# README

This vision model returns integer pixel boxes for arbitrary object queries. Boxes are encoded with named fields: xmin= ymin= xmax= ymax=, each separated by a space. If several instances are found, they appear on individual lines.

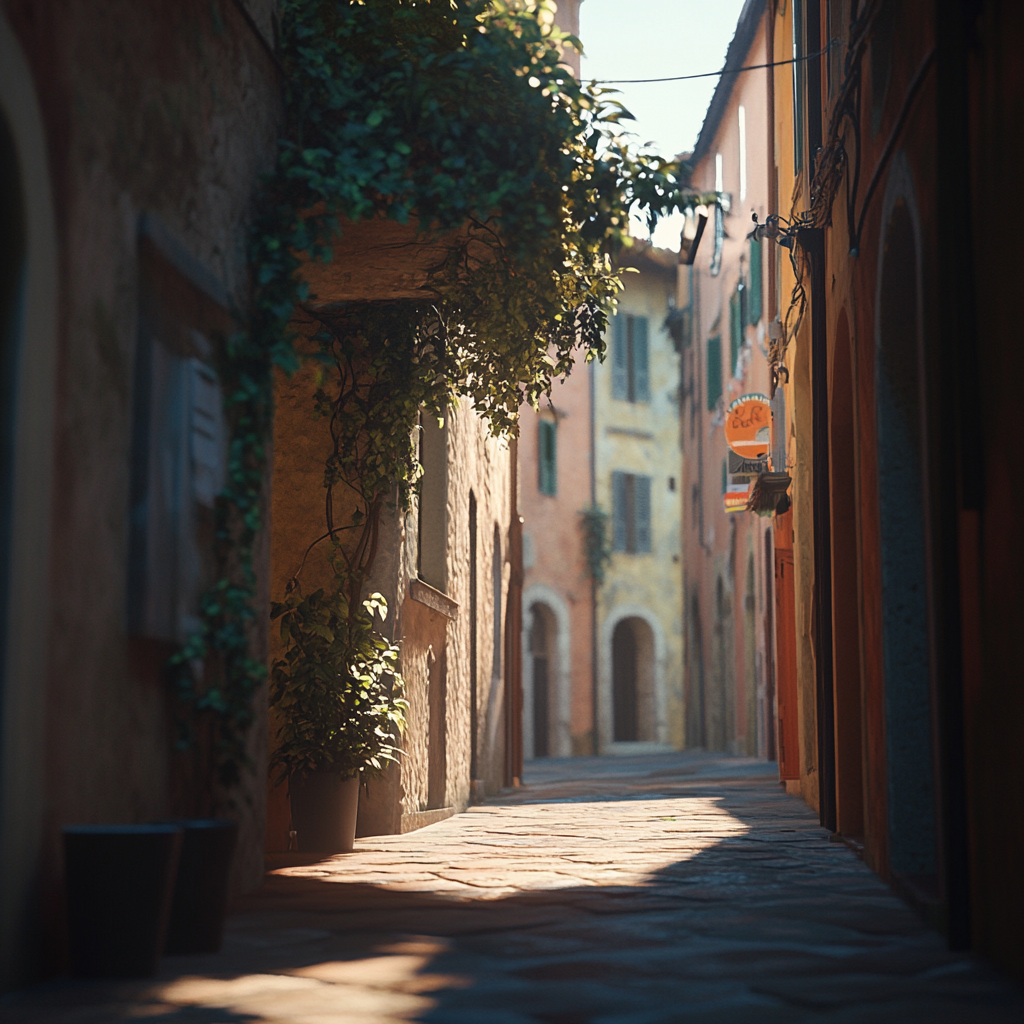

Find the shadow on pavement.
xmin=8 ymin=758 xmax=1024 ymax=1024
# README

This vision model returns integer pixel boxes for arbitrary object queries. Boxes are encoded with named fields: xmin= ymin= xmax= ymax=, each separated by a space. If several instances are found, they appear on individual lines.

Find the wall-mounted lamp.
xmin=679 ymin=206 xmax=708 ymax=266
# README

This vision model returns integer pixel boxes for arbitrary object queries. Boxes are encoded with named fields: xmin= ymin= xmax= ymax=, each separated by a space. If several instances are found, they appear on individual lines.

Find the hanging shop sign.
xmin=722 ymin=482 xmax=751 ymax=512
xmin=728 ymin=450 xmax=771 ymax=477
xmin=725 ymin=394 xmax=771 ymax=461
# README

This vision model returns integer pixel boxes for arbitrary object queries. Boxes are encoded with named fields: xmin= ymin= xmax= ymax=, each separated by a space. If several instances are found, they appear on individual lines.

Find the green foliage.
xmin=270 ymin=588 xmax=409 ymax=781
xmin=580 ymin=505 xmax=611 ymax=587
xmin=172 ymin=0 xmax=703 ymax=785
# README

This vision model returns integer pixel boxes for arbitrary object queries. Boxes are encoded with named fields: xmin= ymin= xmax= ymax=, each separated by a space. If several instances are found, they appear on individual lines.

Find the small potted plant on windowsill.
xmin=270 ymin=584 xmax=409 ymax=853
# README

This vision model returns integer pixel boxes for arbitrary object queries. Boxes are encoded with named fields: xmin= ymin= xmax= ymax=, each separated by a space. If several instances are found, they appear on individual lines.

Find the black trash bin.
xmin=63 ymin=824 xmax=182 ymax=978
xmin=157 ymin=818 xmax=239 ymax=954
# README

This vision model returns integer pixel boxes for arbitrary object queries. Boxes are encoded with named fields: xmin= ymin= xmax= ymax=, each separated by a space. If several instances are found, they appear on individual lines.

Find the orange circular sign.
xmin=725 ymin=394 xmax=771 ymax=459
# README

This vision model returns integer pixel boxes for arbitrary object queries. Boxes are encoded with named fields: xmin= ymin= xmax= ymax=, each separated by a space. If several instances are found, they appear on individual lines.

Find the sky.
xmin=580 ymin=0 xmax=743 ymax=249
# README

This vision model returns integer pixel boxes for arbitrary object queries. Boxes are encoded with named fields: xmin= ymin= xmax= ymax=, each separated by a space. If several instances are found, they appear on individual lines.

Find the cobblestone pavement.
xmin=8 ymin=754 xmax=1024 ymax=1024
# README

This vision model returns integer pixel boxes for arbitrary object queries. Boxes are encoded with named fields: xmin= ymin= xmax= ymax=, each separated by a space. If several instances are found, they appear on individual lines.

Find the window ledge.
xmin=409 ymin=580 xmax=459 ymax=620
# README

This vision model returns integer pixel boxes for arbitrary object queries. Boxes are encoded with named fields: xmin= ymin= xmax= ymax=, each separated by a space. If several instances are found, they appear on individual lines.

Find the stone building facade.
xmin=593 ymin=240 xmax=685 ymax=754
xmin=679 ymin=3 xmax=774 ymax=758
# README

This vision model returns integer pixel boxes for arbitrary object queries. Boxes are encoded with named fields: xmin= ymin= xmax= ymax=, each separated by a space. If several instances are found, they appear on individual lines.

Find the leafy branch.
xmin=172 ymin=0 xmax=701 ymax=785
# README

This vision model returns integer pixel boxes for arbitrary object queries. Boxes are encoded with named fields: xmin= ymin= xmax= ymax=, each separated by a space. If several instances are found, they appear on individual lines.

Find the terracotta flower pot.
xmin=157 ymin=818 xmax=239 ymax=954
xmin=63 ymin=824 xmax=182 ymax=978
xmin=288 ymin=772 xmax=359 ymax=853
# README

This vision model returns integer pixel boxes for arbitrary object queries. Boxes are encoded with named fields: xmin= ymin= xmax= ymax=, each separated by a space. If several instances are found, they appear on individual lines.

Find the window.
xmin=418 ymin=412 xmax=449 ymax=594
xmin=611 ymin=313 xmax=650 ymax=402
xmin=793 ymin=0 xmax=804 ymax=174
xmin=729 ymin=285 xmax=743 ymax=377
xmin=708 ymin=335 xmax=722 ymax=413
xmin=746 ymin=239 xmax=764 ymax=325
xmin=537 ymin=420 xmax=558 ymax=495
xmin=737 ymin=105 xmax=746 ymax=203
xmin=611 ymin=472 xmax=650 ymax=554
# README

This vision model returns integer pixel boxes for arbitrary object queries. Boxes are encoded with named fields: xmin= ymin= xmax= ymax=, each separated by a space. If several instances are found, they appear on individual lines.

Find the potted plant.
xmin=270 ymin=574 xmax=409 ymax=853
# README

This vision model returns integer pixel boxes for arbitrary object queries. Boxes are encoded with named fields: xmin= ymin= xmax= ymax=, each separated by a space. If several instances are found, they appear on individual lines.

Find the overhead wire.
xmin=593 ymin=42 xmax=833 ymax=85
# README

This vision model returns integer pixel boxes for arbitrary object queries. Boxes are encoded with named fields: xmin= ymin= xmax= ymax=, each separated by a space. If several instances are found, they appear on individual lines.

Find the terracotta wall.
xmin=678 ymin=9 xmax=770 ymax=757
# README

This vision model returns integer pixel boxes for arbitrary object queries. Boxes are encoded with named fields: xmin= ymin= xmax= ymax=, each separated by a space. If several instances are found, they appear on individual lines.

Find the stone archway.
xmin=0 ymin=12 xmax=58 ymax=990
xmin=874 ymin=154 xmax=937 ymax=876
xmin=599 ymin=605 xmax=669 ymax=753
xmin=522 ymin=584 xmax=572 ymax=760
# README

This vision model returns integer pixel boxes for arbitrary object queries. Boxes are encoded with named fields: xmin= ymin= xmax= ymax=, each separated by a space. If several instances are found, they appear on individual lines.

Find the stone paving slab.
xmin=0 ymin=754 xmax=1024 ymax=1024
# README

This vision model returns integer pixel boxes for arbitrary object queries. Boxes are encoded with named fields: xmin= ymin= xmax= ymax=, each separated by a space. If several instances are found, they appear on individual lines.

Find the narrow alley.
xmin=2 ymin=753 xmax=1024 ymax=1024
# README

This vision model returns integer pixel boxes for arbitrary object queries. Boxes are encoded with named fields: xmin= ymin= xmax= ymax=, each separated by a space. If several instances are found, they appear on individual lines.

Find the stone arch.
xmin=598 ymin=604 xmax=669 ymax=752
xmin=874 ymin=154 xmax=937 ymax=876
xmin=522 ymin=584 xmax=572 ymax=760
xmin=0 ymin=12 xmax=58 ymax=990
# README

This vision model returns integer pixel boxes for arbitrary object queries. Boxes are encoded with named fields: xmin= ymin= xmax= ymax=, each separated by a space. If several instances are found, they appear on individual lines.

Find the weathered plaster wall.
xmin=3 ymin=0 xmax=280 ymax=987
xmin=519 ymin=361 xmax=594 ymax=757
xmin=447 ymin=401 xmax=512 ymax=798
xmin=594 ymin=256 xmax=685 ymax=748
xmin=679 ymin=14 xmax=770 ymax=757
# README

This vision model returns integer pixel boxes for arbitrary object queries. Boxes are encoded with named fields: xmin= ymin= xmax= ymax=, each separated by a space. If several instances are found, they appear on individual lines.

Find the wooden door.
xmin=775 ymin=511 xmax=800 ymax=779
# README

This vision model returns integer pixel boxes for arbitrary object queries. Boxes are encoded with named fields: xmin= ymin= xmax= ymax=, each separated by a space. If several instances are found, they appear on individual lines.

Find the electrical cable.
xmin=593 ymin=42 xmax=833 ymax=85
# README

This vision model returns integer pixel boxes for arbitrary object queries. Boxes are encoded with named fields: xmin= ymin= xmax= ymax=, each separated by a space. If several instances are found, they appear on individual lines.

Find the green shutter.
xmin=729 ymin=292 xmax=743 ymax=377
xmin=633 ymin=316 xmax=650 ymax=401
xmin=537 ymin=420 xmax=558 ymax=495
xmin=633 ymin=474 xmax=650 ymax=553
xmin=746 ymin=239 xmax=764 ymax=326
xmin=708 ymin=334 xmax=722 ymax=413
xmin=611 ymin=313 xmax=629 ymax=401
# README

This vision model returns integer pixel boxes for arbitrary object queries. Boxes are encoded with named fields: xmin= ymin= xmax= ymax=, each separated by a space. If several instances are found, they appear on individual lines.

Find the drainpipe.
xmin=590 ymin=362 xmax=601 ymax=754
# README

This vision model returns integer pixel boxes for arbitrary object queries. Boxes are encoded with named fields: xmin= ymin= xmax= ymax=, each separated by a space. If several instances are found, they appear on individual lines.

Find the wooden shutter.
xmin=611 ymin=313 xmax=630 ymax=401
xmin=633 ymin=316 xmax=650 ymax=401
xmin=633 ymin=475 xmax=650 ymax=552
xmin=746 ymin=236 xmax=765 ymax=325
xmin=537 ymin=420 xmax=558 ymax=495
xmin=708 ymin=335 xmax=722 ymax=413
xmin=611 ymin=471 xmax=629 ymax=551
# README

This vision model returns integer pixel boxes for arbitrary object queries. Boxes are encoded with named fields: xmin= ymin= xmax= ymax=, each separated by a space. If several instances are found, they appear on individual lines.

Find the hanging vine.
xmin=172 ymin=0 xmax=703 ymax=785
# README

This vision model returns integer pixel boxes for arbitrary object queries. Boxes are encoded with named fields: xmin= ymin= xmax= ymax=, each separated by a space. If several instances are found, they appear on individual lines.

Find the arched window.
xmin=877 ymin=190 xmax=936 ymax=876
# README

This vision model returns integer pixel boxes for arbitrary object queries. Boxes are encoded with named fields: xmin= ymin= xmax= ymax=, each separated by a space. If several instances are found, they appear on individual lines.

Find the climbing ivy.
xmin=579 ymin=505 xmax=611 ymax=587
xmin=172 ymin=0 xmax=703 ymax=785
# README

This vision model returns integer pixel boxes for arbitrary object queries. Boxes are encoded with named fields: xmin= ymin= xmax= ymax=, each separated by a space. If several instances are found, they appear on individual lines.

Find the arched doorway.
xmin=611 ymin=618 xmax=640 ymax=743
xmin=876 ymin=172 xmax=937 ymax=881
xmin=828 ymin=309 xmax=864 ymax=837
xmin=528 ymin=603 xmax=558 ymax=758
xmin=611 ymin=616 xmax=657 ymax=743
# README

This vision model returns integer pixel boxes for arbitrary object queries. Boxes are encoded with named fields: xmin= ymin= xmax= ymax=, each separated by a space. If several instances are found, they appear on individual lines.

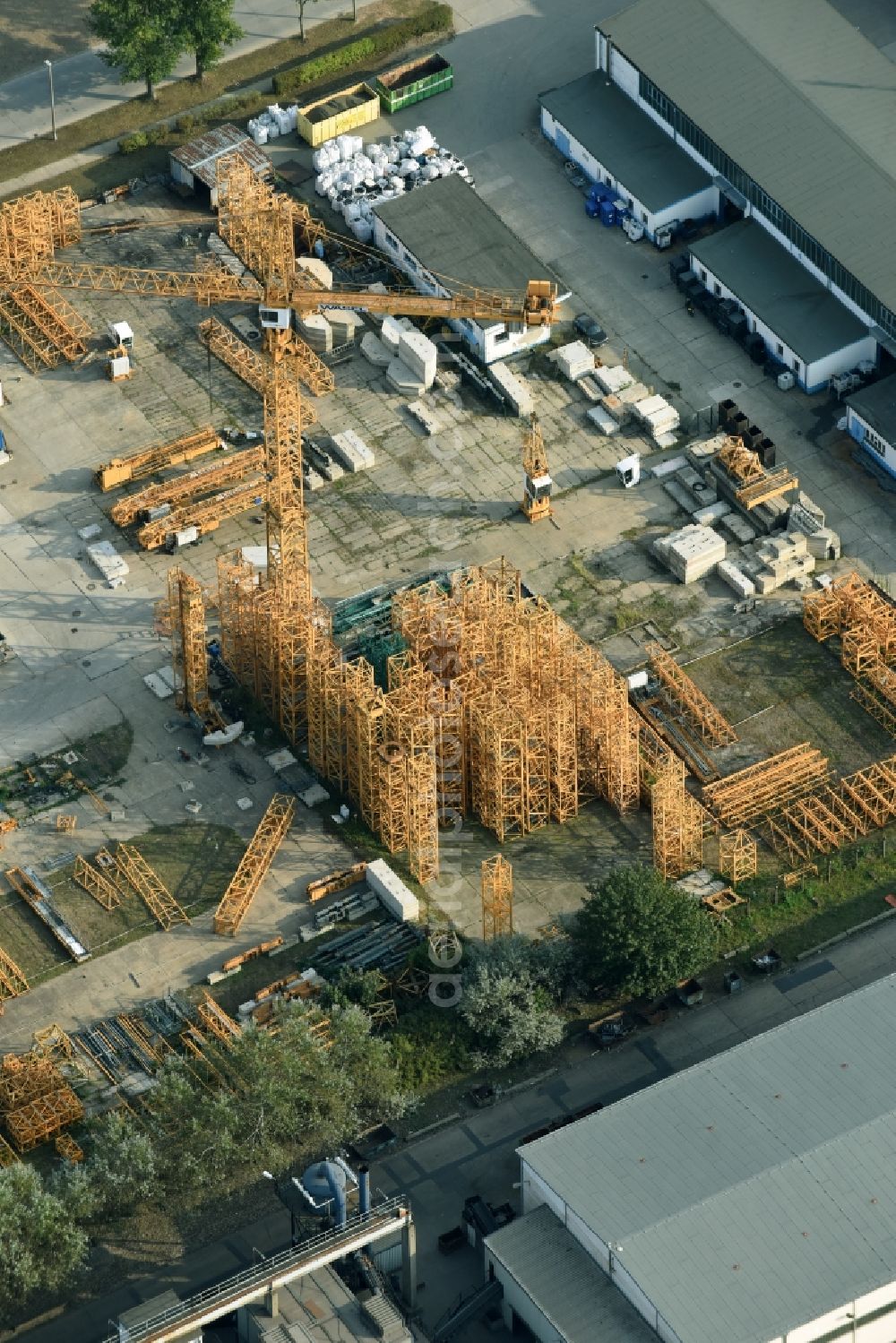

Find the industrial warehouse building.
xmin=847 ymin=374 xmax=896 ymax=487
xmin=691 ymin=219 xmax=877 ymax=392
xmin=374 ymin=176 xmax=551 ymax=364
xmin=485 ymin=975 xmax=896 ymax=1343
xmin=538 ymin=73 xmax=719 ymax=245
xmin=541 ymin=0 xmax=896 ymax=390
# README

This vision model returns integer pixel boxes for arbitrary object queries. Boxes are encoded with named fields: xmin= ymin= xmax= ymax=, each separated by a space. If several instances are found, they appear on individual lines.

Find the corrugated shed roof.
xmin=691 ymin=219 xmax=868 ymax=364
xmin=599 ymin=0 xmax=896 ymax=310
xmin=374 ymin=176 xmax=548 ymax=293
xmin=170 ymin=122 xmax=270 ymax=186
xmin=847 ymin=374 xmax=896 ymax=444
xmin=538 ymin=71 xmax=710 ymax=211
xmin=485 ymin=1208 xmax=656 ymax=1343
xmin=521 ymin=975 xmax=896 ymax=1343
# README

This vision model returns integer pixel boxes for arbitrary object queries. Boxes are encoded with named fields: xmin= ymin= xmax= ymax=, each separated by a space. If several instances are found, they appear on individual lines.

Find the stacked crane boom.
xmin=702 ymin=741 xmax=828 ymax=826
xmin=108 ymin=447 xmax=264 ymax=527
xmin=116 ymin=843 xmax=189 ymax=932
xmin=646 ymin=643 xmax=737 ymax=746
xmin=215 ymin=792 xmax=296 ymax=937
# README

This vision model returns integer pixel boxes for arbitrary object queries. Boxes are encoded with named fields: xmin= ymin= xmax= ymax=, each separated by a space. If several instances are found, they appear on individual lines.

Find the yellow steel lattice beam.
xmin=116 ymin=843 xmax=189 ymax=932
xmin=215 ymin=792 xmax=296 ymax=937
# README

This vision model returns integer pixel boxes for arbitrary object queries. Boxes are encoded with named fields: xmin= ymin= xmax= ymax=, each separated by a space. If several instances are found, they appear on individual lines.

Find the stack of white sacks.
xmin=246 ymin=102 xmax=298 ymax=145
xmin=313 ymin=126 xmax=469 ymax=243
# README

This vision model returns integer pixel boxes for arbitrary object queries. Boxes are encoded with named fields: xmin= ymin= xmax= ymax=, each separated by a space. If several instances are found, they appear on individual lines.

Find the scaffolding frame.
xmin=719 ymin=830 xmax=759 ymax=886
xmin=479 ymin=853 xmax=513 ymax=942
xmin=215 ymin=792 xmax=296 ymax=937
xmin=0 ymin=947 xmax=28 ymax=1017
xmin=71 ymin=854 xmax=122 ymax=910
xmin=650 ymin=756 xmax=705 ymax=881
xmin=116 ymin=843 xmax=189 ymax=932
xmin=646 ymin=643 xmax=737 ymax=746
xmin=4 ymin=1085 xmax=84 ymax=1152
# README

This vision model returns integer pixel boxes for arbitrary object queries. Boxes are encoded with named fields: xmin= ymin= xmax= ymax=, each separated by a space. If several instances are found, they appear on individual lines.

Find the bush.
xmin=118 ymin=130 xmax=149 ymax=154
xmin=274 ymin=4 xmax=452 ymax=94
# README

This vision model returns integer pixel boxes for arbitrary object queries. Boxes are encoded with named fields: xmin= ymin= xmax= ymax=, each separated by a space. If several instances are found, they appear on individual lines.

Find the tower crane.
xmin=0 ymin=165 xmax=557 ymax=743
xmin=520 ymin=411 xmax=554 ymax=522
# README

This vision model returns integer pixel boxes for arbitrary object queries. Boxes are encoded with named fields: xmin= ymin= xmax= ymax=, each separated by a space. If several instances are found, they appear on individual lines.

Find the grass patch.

WORK TO DO | Show each line above that contains the word "pavement", reproducing every such line in full.

EXPECTED OUTPUT |
Find the shadow on pavement.
Find the cobblestone pavement.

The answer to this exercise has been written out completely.